L'Ordre des Priseurs

 

Un usage maçonnique du tabac ?

Frères et Compagnons
De la Maçonnerie,
Sans chagrin jouissons
Des plaisirs de la vie

Les lecteurs de Tintin connaissent bien les Indiens Arumbayas, si habiles à nous casser les oreilles. Mais il existe en Amazonie d’autres tribus tout aussi intéressantes ; par exemple, les Indiens Tupinamba accordent au tabac diverses propriétés, en particulier celles d’éclaircir l’intelligence et de maintenir ceux qui en font usage gaillards et joyeux, opinion que partagent sans doute ces francs-maçons qui sont encore nombreux à considérer le tabac comme un des plaisirs de la vie

Nouveau Panoramix, le magicien qui, dans cette tribu, prépare les guerriers au combat, prononce, en soufflant sur eux de la fumée de tabac, ces mots magiques : afin que vous surpassiez vos ennemis, recevez l’esprit de force.

Même si, quand tout va bien, on n’a pas d’ennemis à surpasser en Loge, on y a bien besoin de l’esprit de force, tout autant que de l’esprit de beauté et de l’esprit de sagesse.

S'il était au XVIIIe siècle bien accueilli en loge, le fumeur n’a plus bonne presse nulle part, même dans les loges, et il faudra peut-être bientôt envisager (renonçant à rassembler ce qui est épars) de partager, comme dans les restaurants, les salles humides en compartiments fumeurs et non-fumeurs, ainsi qu’à réserver une des Colonnes des tables de Banquets aux fumeurs et à ceux qui les tolèrent. Ce sera sans doute celle qui est associée au Soleil et donc à l’élément Feu.

Données fournies.
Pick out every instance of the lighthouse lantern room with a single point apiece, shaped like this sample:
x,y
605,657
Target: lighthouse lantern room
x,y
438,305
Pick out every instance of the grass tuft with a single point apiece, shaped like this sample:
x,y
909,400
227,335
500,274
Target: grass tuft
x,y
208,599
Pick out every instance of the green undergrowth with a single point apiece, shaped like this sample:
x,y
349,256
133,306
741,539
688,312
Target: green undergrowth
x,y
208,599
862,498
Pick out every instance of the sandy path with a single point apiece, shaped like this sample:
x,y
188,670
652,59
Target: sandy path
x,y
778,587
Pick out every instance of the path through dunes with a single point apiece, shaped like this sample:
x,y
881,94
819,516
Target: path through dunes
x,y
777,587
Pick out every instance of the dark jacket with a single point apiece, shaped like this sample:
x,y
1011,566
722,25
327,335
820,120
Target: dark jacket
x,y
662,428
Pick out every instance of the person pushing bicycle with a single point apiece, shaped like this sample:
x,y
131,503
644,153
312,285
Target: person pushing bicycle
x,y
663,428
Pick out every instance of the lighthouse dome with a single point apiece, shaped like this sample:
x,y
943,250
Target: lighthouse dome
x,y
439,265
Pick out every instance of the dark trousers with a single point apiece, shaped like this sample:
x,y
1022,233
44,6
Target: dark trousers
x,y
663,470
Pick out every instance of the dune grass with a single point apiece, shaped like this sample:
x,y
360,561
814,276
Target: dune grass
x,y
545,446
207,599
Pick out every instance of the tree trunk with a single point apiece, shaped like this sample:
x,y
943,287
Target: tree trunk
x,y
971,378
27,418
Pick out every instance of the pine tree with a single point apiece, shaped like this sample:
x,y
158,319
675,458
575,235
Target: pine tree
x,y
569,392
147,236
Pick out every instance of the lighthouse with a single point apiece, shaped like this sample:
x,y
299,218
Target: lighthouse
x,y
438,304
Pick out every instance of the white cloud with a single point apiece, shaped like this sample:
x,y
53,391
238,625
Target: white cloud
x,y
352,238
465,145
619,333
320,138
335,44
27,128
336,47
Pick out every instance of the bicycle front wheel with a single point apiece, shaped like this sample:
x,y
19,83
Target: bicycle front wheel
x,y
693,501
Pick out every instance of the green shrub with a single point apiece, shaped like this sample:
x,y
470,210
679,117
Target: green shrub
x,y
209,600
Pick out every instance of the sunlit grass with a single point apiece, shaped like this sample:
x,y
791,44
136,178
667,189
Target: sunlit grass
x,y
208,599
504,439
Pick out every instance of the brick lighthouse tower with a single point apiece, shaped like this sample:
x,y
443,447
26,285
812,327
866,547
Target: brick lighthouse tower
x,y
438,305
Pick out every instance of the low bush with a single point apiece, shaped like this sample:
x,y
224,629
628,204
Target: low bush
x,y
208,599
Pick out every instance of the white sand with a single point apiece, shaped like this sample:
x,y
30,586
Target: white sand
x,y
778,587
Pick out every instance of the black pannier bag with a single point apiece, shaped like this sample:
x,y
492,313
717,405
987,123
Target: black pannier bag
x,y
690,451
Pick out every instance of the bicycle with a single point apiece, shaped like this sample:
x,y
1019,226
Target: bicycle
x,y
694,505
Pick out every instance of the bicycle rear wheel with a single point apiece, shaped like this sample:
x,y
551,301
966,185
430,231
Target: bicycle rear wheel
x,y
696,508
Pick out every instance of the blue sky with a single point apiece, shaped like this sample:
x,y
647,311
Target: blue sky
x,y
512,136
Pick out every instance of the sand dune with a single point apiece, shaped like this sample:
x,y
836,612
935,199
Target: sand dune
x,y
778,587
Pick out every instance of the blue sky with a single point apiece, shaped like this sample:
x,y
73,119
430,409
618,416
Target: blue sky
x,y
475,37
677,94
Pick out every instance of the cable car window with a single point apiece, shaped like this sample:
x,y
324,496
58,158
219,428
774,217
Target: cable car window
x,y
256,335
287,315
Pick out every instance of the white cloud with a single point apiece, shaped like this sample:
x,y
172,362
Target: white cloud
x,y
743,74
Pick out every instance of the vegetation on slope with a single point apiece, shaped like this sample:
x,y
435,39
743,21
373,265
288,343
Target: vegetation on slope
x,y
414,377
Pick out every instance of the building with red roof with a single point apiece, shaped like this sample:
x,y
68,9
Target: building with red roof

Détails de la tâche.
Poursuivez le texte sur l'usage du tabac en loge maçonnique à la suite de sa dernière phrase.

Résultat obtenu.
Cependant, pour éviter de telles divisions, il existe peut-être une autre manière de rassembler ce qui est épars : ce serait de ressusciter une société qui a connu de beaux jours, et qui permet de pétuner sans enfumer ni polluer. Ce qui est bien le cas de l'Ordre des Priseurs.

Rendons donc hommage à ces Frères Quatre-Points qui cultivaient à leur manière les plaisirs de la vie. Mais il serait imprudent de tirer en leur honneur une Santé, puisque, comme chacun le sait depuis que c’est écrit sur les paquets de cigarettes, la santé et le tabac ne font pas bon ménage …

L'Ordre des Priseurs (O:: des Pr::) est une société para-maçonnique très confidentielle et élitiste, datant des années 1820, qui ne comptait que 21 membres. 

L'ensemble des règlements (10 volumes) et rituels (17 volumes) de cette société, manuscrits mais richement reliés, datant de 1828, a été mis en vente à Paris en 2003, pour la modique somme de 48.000 Euros.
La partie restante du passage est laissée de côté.